Write out exactly the lines below that run from the one containing "Note: pick out each instance of the dragonfly in" through the one containing "Note: pick out each instance of the ridged", both included, with no other lines.

§

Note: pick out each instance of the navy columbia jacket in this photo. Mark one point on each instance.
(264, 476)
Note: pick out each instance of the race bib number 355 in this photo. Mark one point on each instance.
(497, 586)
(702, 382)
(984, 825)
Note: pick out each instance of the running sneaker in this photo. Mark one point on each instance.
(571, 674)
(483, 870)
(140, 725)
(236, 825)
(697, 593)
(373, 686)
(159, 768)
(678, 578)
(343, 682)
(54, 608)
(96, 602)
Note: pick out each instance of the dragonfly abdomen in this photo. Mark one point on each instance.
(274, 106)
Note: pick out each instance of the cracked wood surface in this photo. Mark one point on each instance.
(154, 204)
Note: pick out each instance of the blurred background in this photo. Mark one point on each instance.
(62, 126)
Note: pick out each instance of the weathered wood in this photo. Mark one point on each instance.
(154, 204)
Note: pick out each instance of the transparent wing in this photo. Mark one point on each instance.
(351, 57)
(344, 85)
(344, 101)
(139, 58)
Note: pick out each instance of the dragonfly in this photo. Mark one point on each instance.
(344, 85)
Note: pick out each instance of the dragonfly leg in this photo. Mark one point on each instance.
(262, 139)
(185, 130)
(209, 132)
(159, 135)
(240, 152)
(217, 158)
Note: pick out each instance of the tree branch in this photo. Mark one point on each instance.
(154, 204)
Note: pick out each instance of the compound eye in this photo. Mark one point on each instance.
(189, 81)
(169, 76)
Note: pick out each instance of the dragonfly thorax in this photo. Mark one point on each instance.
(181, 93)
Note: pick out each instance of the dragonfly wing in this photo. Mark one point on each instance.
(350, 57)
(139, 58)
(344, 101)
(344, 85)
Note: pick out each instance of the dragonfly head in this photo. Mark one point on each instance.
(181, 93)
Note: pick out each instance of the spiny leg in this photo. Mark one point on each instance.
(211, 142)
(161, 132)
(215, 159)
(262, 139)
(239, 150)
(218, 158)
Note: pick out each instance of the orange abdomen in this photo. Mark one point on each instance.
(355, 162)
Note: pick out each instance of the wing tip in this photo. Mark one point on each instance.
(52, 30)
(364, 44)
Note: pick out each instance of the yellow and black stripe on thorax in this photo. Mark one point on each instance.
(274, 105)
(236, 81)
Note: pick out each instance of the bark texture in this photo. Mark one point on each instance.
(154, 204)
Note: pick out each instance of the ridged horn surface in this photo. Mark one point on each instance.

§

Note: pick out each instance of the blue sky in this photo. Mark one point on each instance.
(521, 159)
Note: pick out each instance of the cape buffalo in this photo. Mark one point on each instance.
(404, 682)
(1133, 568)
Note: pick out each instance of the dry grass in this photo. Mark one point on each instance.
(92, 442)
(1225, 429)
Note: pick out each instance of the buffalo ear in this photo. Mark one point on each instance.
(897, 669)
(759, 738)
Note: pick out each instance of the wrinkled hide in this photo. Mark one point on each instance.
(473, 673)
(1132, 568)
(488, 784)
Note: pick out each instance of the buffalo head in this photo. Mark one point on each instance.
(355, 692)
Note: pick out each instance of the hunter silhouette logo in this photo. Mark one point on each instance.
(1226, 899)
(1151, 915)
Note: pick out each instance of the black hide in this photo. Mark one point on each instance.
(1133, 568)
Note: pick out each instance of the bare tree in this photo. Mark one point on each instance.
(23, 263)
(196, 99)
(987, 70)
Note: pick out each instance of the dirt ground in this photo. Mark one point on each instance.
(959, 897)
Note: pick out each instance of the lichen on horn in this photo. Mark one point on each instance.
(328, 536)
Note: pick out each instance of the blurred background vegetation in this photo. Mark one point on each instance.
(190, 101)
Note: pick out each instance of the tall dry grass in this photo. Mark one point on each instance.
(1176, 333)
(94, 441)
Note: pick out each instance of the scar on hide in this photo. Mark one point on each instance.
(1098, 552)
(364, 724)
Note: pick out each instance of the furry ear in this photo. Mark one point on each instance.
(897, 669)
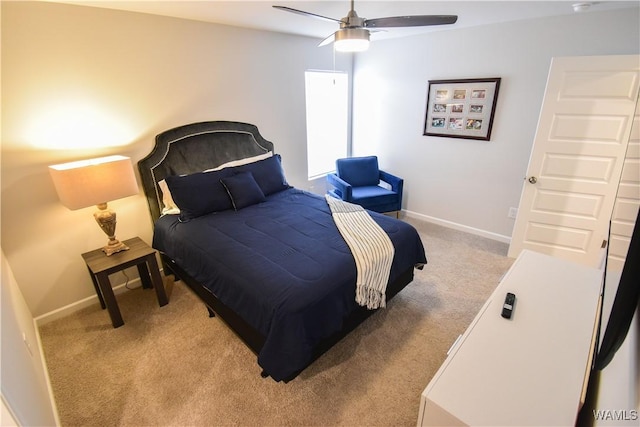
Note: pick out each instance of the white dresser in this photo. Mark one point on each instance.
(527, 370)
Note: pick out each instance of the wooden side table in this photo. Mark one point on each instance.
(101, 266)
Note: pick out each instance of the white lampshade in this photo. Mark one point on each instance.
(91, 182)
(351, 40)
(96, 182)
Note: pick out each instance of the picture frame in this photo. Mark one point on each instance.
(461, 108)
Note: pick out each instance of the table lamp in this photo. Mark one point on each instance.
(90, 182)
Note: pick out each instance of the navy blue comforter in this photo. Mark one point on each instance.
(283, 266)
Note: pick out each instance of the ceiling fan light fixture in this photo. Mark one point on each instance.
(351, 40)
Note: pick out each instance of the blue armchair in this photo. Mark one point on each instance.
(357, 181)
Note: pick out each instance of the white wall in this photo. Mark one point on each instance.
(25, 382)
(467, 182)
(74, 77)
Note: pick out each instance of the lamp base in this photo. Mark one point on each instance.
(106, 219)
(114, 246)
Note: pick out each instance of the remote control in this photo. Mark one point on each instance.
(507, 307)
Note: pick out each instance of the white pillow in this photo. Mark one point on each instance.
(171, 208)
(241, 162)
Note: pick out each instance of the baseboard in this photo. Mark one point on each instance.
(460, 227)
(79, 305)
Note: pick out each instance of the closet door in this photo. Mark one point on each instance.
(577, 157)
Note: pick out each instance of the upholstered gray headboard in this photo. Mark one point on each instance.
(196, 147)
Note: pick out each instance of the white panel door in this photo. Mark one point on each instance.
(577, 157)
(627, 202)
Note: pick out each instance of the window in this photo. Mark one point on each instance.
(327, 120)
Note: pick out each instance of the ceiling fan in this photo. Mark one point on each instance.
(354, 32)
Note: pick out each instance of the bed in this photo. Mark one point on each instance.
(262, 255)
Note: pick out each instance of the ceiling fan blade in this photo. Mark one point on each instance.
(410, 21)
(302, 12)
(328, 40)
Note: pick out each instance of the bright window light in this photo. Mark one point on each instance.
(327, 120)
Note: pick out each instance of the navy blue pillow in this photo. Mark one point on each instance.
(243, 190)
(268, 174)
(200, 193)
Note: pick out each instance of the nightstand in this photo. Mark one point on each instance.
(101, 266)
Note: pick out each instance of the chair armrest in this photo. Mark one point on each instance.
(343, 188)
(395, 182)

§

WRITTEN ANSWER:
Note: pick out each instance of the dragonfly in this photo. Mark one point on each instance.
(344, 85)
Note: pick out each instance of the dragonfly leg in this photo. Mark one point on each instance.
(262, 139)
(185, 130)
(209, 132)
(159, 135)
(240, 152)
(217, 158)
Note: pick out each instance of the tree branch in this photo. Mark one point on each instance.
(154, 204)
Note: pick out each instance of the compound eye in this photo. Mark one point on each instance.
(189, 81)
(169, 76)
Note: pick out each instance of the dragonfly thorax in this photo. Mark one point on each instance.
(181, 93)
Note: pick out each instance of the dragonfly wing in this photo. Mark one point on each instance.
(350, 57)
(139, 58)
(344, 101)
(344, 85)
Note: pick out each instance of the dragonfly head in this photo. Mark one point on each instance.
(181, 93)
Note: pick out each instance of the spiny leg in this photo. Mark one point on each instance.
(211, 142)
(161, 132)
(215, 159)
(262, 139)
(239, 150)
(218, 158)
Note: pick out each instance of the orange abdomen in this photo. Mark one point on each instance.
(355, 162)
Note: pick out each instance of the wing tip in this photo. Mark one point on each instance.
(52, 30)
(364, 44)
Note: pick out each instance of the yellow and black stripe on thorax in this photo. Mark one point on each instance.
(274, 105)
(236, 81)
Note: pick out each instance of the bark texture in this photo. Mark one point on each instance.
(154, 204)
Note: pick out each instance of the ridged horn surface in this photo. Mark one point on each instance.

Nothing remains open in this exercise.